### Görev listesi
1 - Aşağıdaki seçilen bölüme göre şu ifadeler doğru mu: (a) Sağlıkta Dönüşüm Programı'yla özelleştirmeler tek seferde gelmiştir; (b) hastanelerde temizlik ve yemek gibi işler özel şirketlere devredilmektedir; (c) sağlıkçıların ücret adaletsizliklerini anlamak, kamuda hükümetin neler yapacağını anlamak demektir. Her biri için evet ya da hayır deyin ve karar veren sözleri bölümden aynen alıntılayın.
2 - Seçilen bölümü "Sağlık emekçilerinin hangi" sözlerinden "peşkeş çekilmesi demek." sözlerine kadar yeniden yazın ve "hükümetin" yerine "iktidarın" koyun.

### Seçilen bölüm
╔══

Sağlık emekçilerinin hangi koşullarda çalıştığını gözlemlemeden, anlamadan hükümetin ne yaptığını anlamak mümkün değildir. Sağlıkçıların çalışma şekillerini ve istihdam biçimlerini, ücret adaletsizliklerini anlamak kamuda hükümetin neler yapacağını anlamak demektir.

Sağlıkta Dönüşüm Programı'yla peyder pey gelen özelleştirmeler aslında, halkın sağlık hakkının elinden alınması; hastanelerde ise temizlik, yemek, laboratuvar, görüntüleme gibi aklınıza ne gelirse özel şirketlere devredilmesi ya da peşkeş çekilmesi demek.

Yıllardır neler yaşadı sağlık emekçileri?

╚══

### Verilen satırlar
╔══

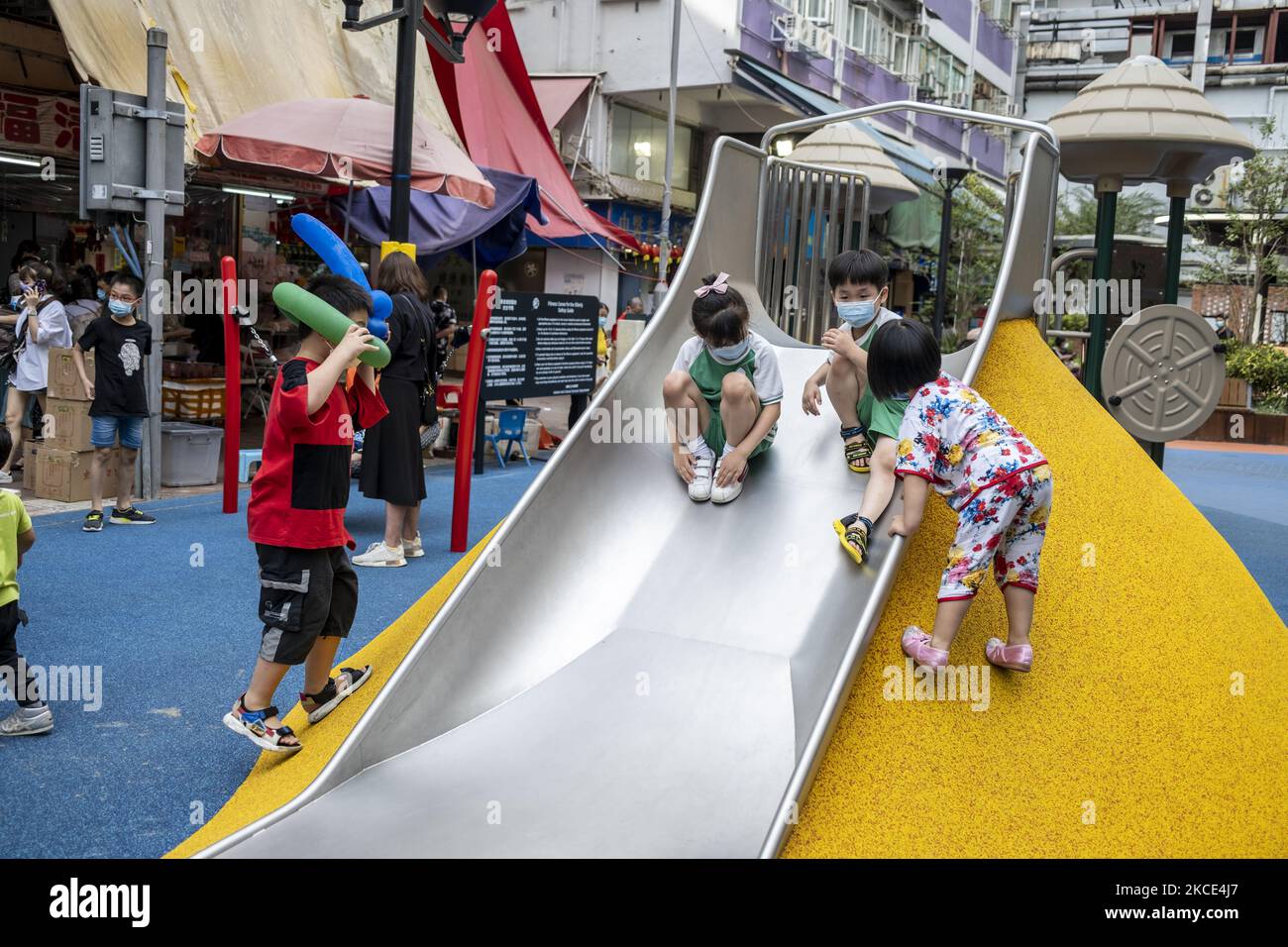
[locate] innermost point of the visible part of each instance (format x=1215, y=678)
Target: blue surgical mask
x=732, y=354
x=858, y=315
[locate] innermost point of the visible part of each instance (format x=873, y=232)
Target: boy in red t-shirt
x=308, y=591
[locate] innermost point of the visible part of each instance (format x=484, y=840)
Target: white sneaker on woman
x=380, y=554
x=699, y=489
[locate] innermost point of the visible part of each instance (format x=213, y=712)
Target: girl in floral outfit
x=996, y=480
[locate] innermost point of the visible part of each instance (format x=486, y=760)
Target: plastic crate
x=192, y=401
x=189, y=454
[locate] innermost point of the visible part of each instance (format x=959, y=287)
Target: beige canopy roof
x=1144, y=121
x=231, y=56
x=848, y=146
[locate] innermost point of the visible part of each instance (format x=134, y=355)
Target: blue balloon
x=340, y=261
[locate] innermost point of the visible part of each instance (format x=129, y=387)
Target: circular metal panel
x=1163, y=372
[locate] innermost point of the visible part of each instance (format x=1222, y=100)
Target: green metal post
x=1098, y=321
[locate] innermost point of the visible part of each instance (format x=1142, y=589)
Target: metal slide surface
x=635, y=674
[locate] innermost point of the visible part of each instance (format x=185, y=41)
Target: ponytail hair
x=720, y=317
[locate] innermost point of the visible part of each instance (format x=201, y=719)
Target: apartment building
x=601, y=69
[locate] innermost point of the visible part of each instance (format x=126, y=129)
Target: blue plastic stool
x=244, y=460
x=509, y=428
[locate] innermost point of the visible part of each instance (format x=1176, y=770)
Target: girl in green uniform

╚══

### Alıştırma çözümleri
1 -
(a) Hayır: "Sağlıkta Dönüşüm Programı'yla peyder pey gelen özelleştirmeler"
(b) Evet: "hastanelerde ise temizlik, yemek, laboratuvar, görüntüleme gibi aklınıza ne gelirse özel şirketlere devredilmesi"
(c) Evet: "Sağlıkçıların çalışma şekillerini ve istihdam biçimlerini, ücret adaletsizliklerini anlamak kamuda hükümetin neler yapacağını anlamak demektir."

2 -
Sağlık emekçilerinin hangi koşullarda çalıştığını gözlemlemeden, anlamadan iktidarın ne yaptığını anlamak mümkün değildir. Sağlıkçıların çalışma şekillerini ve istihdam biçimlerini, ücret adaletsizliklerini anlamak kamuda iktidarın neler yapacağını anlamak demektir.

Sağlıkta Dönüşüm Programı'yla peyder pey gelen özelleştirmeler aslında, halkın sağlık hakkının elinden alınması; hastanelerde ise temizlik, yemek, laboratuvar, görüntüleme gibi aklınıza ne gelirse özel şirketlere devredilmesi ya da peşkeş çekilmesi demek.